Erg 12.09.2005 - 03:15
Für weitere Berichte zum Jahrestag sind vielleicht doch die 3 lokalen chilenischen IMCs zu empfehlen. Die ersten Berichte trudeln dort langsam ein (dort ist ja jetzt erst Nachmittag). Wer spanisch kann, könnte was übersetzen und als Ergänzung posten.

 http://valparaiso.indymedia.org/
 http://santiago.indymedia.org/
 http://chilesur.indymedia.org/

PS: übrigens wurde das Pinochet-Regime nicht nur von Großbritannien unterstützt (wer erinnert sich nicht an den Eklat, als Thatcher vor einigen Jahren Pinochet vor Strafverfolgung schützte...), sondern auch von Deutschland. Nebenbei: Ein Großteil der Polizeiausrüstung und der Folterwerkzeuge stammten aus Deutschland.

PPS: bitte nicht Faschismus und Nationalsozialismus gleichsetzen. Der Nationalsozialismus war eine Sonderform des Faschismus (siehe KZ's, Weltkrieg, etc.), auch wenn die Grenzen fliessend sind - wobei zu erwähnen wäre, daß Altnazis aus Deutschland Pinochet unterstützten.

Bitte mehr davon!

egal 12.09.2005 - 07:05
Da stehen immer wahnsinnig interessante Sachen auf den lateinamerikanischen oder spanischen Seiten und ich kann die Inhalte gerade nur mal so erahnen. Bilder wären gut. Auch finde ich viele Grafiken gut, die dort gepostet werden.

links

egal 12.09.2005 - 08:23
20 Jahre Putsch - interessant sind die Zitate am Ende vom Artikel des marxistischen "funke" -  http://www.derfunke.de/rubrik/geschichte/chile.html
Geschichte Chiles, Wikipedia -  http://de.wikipedia.org/wiki/Geschichte_Chiles
WoZ-Interview mit dem Schriftsteller Luis Sepúlveda -  http://www.uni-kassel.de/fb5/frieden/regionen/Chile/11-sept.html
Wer hat die geladene Pistole auf dem Tisch gelassen? Der Philosoph Víctor Farías über die chilenische Linke -  http://www.contextxxi.at/context/content/view/262/1/
Fairerweise die junge Welt dazu -  http://www.jungewelt.de/2005/05-28/021.php
11. Sept 2003, indymedia mit massig weiteren links -  http://de.indymedia.org/2003/09/61190.shtml

Uiala!

§ **AUFGABENSTELLUNG A**: Tippen Sie sämtliche Zeilen der nachstehenden Zeigedatensätze wortgetreu ab. Die Bilder lassen Sie dabei weg.
Zwischen dem Seitentext und den Zeilen besteht kein inhaltlicher Zusammenhang.

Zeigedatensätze

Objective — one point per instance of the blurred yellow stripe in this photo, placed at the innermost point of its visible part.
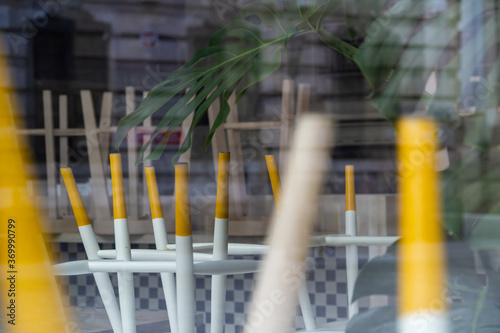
(222, 202)
(154, 195)
(119, 206)
(182, 208)
(421, 269)
(27, 283)
(274, 176)
(350, 191)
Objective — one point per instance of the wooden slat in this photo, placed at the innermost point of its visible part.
(303, 99)
(63, 203)
(133, 183)
(104, 124)
(287, 106)
(218, 143)
(237, 187)
(253, 125)
(50, 156)
(103, 222)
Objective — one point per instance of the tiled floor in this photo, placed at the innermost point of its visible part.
(326, 280)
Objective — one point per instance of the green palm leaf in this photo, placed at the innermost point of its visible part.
(248, 49)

§ **AUFGABENSTELLUNG B**: Führen Sie alle Webadressen auf, die der Seitentext für die drei lokalen chilenischen IMCs angibt.

§ **SCHRIFTLICHE ANTWORT A**:
Objective — one point per instance of the blurred yellow stripe in this photo, placed at the innermost point of its visible part.
(222, 202)
(154, 195)
(119, 206)
(182, 208)
(421, 269)
(27, 283)
(274, 176)
(350, 191)
Objective — one point per instance of the wooden slat in this photo, placed at the innermost point of its visible part.
(303, 99)
(63, 203)
(133, 183)
(104, 124)
(287, 106)
(218, 143)
(237, 187)
(253, 125)
(50, 156)
(103, 222)
Objective — one point per instance of the tiled floor in this photo, placed at the innermost point of its visible part.
(326, 280)
Objective — one point per instance of the green palm leaf in this photo, placed at the innermost point of its visible part.
(248, 49)

§ **SCHRIFTLICHE ANTWORT B**:
http://valparaiso.indymedia.org/
http://santiago.indymedia.org/
http://chilesur.indymedia.org/